Task details. Through the line with "Target: slate roof" and starting from the first line, return the records below word for word, with pictures left out.
......
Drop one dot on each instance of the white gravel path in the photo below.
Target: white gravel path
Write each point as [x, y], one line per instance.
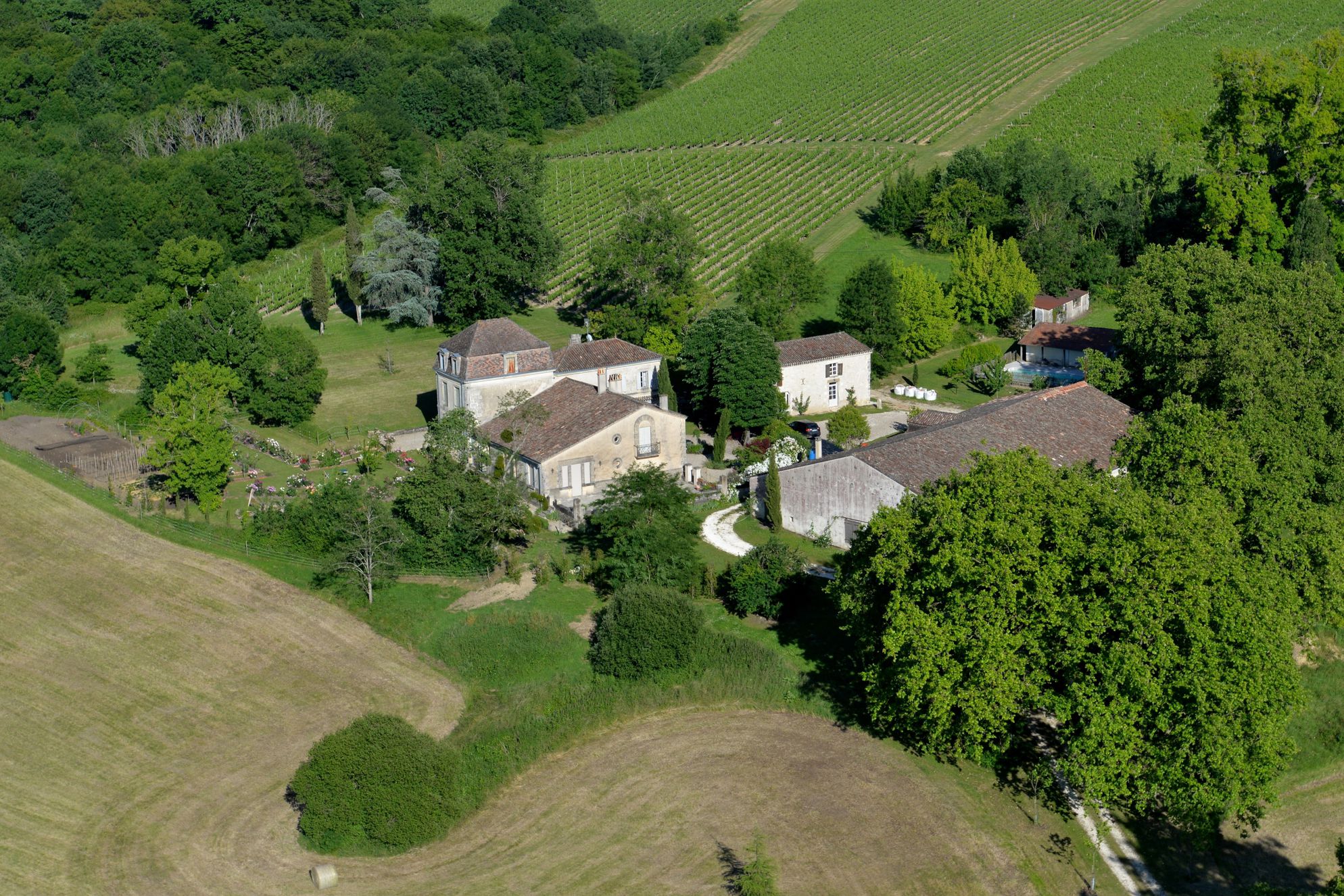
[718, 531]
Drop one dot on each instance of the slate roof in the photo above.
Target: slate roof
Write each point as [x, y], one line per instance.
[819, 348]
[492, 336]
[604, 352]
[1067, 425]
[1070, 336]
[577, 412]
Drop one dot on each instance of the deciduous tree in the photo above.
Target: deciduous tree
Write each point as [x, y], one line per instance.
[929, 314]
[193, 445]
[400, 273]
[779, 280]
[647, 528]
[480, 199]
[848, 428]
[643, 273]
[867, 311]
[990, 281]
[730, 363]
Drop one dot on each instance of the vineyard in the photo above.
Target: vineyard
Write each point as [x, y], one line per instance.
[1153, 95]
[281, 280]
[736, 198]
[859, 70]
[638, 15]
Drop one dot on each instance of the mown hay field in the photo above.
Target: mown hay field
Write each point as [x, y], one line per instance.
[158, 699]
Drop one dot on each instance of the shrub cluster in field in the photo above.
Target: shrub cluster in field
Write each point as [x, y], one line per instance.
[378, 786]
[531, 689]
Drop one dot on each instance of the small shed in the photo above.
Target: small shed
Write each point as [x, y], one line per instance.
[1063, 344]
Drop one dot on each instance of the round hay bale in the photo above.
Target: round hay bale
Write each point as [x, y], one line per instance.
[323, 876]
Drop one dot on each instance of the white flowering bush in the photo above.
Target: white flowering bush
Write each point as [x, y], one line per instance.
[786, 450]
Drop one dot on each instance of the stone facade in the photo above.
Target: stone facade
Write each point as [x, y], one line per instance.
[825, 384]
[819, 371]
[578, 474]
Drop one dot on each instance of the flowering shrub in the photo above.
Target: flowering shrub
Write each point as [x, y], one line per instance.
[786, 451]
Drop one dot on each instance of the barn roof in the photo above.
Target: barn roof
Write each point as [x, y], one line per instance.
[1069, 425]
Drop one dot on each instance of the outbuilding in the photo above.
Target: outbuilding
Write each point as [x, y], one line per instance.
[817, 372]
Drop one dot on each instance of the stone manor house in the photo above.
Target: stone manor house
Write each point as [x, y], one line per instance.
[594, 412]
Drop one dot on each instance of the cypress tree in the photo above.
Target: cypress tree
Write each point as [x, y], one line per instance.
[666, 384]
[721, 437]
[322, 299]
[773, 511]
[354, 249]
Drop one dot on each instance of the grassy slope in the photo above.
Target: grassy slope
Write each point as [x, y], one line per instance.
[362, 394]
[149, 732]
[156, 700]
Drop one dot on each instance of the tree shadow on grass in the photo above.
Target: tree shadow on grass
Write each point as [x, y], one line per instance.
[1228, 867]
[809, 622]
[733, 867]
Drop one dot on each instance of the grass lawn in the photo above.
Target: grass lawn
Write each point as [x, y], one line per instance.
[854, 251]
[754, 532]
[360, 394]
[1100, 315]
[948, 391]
......
Solution.
Drop one dot on each instance of the white gravel path in the photo below.
Target: white gravel path
Write each point as [x, y], one line per instance.
[718, 531]
Drop one dot on each instance of the slate roof in the photo above.
Target: slate roof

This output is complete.